*Task item:*
Filter the listing below down to the lines holding the word "picture", and copy those lines.

Start of Block

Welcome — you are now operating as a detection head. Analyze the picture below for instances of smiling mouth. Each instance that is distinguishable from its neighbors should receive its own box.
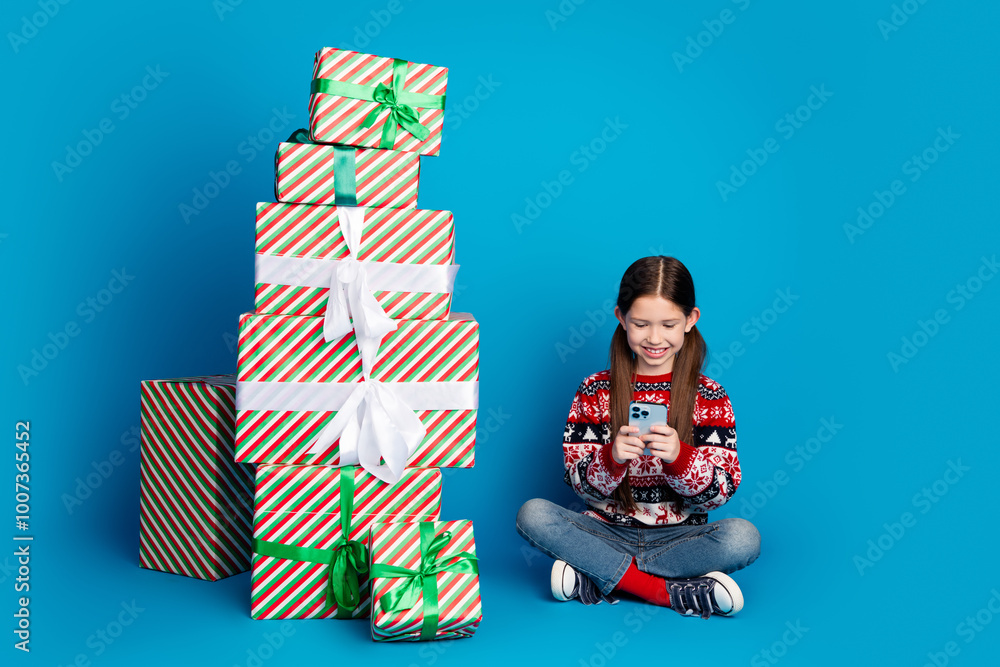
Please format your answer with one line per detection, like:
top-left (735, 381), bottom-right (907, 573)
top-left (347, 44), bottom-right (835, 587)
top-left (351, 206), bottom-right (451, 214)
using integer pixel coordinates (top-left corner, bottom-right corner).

End of Block
Start of Block

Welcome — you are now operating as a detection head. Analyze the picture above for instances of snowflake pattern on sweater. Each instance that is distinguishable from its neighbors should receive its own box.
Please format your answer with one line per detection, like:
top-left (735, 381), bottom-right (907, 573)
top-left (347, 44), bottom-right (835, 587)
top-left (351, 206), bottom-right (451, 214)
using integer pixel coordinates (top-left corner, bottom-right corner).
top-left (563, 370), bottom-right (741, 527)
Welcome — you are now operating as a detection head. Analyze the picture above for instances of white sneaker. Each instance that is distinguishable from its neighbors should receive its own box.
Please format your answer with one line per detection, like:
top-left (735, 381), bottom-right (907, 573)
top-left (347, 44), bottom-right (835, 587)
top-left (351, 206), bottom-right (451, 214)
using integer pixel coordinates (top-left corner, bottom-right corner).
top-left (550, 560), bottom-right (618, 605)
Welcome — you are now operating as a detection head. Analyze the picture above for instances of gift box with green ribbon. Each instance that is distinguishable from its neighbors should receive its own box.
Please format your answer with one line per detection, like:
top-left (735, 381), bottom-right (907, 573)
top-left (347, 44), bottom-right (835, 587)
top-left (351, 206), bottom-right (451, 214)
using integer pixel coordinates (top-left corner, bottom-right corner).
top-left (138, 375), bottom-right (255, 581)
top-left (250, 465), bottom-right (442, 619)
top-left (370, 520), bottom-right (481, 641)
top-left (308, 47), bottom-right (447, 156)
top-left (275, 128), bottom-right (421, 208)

End of Block

*Exercise output:*
Welcome — you are now operating as a detection head. Analyze the picture below for instances of smiling mouth. Each instance that is distinguishable from its neighbors should receive its own box.
Welcome — you are now operating as a detection head. Analyze the picture above for instances of snowflake pattern on sweater. Each instance that is distinguishable from its neighbors should receive its own box.
Welcome — you are now operating as a detection head. Analyze the picture above for instances of white sneaker. Each instance that is distinguishable from its neighbors should receive its own box.
Welcome — you are now operating as a detection head. Analyze the picture above for instances of gift box with green ribbon. Each instance that is distinguishable from its neighbors should receive its own box.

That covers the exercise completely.